Work to be completed:
Each line below that holds the string "jersey" counts once; report the total and nothing else.

Supplied records below:

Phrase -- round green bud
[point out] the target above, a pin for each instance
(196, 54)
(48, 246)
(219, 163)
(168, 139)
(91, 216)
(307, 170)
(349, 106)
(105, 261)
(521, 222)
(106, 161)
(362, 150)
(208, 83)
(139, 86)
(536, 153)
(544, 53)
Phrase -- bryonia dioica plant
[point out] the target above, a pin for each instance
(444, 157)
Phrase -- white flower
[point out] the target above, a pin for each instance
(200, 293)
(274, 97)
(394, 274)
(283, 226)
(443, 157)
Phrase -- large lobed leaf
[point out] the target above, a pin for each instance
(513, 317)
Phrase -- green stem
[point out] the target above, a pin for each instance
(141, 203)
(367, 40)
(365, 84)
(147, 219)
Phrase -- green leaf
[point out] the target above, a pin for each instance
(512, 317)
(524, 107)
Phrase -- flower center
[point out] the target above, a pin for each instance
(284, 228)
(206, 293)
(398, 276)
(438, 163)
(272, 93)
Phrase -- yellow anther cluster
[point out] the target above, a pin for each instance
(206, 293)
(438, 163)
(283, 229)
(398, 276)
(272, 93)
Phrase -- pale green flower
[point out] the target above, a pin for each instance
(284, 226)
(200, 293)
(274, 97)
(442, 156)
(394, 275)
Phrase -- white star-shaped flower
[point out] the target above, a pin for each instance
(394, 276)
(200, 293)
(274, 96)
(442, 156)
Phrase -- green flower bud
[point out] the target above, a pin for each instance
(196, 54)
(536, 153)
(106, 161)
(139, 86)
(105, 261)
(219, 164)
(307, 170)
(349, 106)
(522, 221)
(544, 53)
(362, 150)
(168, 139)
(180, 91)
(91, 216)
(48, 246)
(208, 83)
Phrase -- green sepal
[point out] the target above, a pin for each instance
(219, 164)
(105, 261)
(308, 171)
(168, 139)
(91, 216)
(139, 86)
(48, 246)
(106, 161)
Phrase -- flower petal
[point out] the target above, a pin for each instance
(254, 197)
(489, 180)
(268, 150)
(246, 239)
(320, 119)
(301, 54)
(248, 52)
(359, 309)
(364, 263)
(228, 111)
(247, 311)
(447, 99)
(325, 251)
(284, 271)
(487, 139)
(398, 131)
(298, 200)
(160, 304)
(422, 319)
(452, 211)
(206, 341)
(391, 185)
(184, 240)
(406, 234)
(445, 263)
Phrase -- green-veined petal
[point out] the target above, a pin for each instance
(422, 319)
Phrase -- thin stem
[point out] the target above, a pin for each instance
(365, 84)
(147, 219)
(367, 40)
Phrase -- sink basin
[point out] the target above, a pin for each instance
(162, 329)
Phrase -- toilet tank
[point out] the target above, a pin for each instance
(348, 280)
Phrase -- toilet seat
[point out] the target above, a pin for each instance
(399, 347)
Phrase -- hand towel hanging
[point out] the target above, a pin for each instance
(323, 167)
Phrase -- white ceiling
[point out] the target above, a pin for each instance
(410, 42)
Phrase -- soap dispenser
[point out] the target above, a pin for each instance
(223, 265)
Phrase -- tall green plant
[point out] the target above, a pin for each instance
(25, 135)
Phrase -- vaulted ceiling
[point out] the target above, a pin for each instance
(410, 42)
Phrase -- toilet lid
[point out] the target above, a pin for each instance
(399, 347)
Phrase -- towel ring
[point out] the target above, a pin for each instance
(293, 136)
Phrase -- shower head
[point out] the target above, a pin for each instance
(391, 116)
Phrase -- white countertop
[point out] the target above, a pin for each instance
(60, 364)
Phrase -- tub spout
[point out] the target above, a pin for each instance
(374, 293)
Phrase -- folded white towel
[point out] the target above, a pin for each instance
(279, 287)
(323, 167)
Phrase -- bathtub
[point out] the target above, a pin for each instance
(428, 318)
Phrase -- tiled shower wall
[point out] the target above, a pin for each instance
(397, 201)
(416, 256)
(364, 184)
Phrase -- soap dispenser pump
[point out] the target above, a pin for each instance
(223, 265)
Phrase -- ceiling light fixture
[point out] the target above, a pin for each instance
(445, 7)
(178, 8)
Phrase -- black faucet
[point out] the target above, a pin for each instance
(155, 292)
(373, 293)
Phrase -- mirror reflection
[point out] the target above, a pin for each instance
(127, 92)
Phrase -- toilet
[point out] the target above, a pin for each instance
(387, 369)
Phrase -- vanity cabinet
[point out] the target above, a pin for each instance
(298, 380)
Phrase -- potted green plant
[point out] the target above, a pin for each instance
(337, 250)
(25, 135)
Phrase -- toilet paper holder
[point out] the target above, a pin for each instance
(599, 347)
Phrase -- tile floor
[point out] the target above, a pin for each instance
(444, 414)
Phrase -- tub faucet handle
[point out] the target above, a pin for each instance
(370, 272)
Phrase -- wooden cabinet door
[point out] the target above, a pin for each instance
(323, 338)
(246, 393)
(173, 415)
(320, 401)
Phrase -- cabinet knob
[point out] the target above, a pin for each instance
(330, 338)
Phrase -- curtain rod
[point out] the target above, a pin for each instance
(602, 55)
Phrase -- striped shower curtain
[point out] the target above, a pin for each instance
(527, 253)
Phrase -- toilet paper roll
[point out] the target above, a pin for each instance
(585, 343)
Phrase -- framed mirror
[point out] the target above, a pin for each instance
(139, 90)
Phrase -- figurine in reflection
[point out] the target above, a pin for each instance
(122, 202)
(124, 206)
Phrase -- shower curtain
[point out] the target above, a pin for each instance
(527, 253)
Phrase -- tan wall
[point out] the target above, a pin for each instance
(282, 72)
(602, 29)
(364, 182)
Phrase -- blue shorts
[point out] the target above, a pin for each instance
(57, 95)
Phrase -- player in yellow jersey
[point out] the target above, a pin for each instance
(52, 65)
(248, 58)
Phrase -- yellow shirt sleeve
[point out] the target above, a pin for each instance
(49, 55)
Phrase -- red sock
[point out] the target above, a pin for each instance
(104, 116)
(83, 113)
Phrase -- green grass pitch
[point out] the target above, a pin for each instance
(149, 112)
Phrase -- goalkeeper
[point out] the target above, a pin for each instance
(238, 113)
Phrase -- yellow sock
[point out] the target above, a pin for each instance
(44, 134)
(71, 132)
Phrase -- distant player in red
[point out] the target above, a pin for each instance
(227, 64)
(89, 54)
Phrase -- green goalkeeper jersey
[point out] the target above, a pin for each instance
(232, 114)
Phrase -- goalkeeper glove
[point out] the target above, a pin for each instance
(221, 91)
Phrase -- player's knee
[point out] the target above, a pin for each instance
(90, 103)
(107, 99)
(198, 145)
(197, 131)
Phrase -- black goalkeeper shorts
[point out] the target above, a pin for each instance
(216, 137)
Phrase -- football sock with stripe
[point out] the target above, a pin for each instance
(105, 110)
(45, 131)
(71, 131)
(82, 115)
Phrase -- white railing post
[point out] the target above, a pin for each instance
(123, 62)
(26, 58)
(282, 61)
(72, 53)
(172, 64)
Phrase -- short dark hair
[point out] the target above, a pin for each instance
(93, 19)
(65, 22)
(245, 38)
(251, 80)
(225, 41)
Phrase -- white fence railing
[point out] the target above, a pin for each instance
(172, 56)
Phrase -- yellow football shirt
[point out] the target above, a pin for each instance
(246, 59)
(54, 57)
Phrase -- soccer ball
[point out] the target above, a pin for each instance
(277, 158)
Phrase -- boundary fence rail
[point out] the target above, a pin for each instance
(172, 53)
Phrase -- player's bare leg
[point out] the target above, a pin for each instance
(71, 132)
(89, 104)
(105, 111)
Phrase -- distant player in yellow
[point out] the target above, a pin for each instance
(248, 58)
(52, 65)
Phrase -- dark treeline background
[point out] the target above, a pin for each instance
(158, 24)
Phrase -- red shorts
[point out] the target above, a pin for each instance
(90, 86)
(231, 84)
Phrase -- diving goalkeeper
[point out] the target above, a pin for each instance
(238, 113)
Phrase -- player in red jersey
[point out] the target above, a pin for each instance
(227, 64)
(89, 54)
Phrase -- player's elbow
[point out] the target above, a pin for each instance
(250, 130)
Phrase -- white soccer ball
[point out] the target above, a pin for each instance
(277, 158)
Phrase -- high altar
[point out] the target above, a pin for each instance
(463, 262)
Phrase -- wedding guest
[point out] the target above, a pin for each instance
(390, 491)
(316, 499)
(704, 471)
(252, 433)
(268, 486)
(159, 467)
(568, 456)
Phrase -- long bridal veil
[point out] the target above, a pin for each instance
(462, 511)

End of Supplied records.

Answer for the task:
3